__About this exercise__:
Reproduce every entry exactly as written.

__Dataset records__:
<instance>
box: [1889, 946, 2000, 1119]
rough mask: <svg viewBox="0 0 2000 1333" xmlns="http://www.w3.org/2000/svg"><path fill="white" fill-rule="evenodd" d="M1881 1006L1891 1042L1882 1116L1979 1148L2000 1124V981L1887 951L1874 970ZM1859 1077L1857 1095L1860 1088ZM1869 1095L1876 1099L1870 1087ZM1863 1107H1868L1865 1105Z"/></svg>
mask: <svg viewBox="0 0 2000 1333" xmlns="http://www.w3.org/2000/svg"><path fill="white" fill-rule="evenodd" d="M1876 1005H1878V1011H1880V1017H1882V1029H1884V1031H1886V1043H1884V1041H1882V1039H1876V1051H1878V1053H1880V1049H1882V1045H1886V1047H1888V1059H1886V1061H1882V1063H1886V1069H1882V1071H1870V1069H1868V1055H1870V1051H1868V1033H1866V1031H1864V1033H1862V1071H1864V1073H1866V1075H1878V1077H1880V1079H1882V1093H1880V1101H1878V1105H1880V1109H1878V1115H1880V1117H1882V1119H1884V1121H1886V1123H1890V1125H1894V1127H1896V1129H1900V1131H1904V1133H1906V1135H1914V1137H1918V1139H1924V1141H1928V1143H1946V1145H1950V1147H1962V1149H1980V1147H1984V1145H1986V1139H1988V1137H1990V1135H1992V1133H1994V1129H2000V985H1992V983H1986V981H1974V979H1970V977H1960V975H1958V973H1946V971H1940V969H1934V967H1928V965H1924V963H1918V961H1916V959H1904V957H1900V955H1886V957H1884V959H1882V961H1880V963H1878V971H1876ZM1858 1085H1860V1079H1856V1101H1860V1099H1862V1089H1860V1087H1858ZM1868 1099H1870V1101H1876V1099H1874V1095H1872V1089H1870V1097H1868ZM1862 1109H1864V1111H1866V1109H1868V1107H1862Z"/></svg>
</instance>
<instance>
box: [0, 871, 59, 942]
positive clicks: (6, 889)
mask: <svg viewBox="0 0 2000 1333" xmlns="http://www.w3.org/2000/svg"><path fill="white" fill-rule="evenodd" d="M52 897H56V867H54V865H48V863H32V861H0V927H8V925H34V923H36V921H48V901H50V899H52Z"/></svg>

__Reply to the task__:
<instance>
box: [1889, 946, 2000, 1119]
rough mask: <svg viewBox="0 0 2000 1333" xmlns="http://www.w3.org/2000/svg"><path fill="white" fill-rule="evenodd" d="M1881 1006L1891 1042L1882 1116L1979 1148L2000 1124V981L1887 951L1874 970ZM1859 1077L1857 1095L1860 1088ZM1869 1095L1876 1099L1870 1087ZM1863 1107H1868L1865 1105Z"/></svg>
mask: <svg viewBox="0 0 2000 1333" xmlns="http://www.w3.org/2000/svg"><path fill="white" fill-rule="evenodd" d="M1876 1005H1878V1011H1880V1017H1882V1029H1884V1031H1886V1043H1884V1041H1882V1039H1876V1051H1878V1053H1880V1049H1882V1045H1886V1047H1888V1059H1886V1061H1882V1063H1886V1069H1882V1071H1870V1069H1868V1055H1870V1051H1868V1033H1866V1031H1864V1033H1862V1071H1864V1073H1866V1075H1878V1077H1880V1079H1882V1093H1880V1101H1878V1105H1880V1109H1878V1115H1880V1117H1882V1119H1884V1121H1886V1123H1890V1125H1894V1127H1896V1129H1900V1131H1904V1133H1906V1135H1914V1137H1918V1139H1924V1141H1928V1143H1946V1145H1950V1147H1962V1149H1980V1147H1984V1145H1986V1139H1988V1137H1990V1135H1992V1133H1994V1129H2000V985H1992V983H1986V981H1974V979H1970V977H1960V975H1958V973H1946V971H1940V969H1934V967H1928V965H1924V963H1918V961H1916V959H1904V957H1900V955H1886V957H1884V959H1882V961H1880V963H1878V971H1876ZM1858 1085H1860V1079H1856V1101H1860V1099H1862V1089H1860V1087H1858ZM1868 1099H1870V1101H1876V1099H1874V1095H1872V1089H1870V1097H1868ZM1862 1109H1864V1111H1866V1109H1868V1107H1862Z"/></svg>
</instance>
<instance>
box: [0, 871, 59, 942]
positive clicks: (6, 889)
mask: <svg viewBox="0 0 2000 1333" xmlns="http://www.w3.org/2000/svg"><path fill="white" fill-rule="evenodd" d="M52 897H56V867H54V865H48V863H32V861H0V927H8V925H34V923H36V921H48V901H50V899H52Z"/></svg>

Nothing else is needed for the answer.